“The connected home” is a term used frequently but often defined ambiguously. For Parks Associates, the connected home is comprised of the following elements:
- access services, including broadband, television, landline communications, and mobile services
- content and value-added services that complement the core access services
- Devices that connect to these access services and each other, creating a network that can share content and resources throughout the home
Consumer electronics manufacturers, the PC industry, pay-television service providers and broadband providers are driving the development of the connected home, for obvious reasons, as the interplay of these elements expands the businesses for all these players.
Parks Associates categorizes the major business strategies involved in the connected home efforts as follows.
Connected Consumer Electronics
There are two trends driving home networking of consumer electronics: the growth of stored media collections on home servers and the influx of online content services, particularly over-the-top video from Hulu, Xbox Live and other sources.
Pay TV
As pay-television providers face increasing competition from new entrants and programming alternatives (such as free-to-air and online), they are developing connected home efforts that allow subscribers to access content and unique services in new ways.
U.S. service providers AT&T and Verizon have been active in deploying whole-home DVRs to subscribers, and both Verizon and Virgin Media are working to provision online video content to television sets. Pay-TV providers are also exploring home network connections between set-top boxes and home computers to allow subscribers to pull libraries of their own content (music, photos, and video) to their televisions. Verizon already offers this feature through the Home Media DVR and the Media Manager software.

SUPPLIED INFORMATION:

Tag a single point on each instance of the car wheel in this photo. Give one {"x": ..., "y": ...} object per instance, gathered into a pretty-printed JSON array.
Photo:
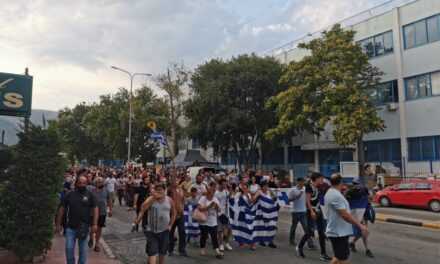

EXERCISE DIRECTIONS: From the passage on the connected home, list every type of access service named in the line beginning "access services, including". None of the material is needed here.

YOUR SOLUTION:
- Broadband
- Television
- Landline communications
- Mobile services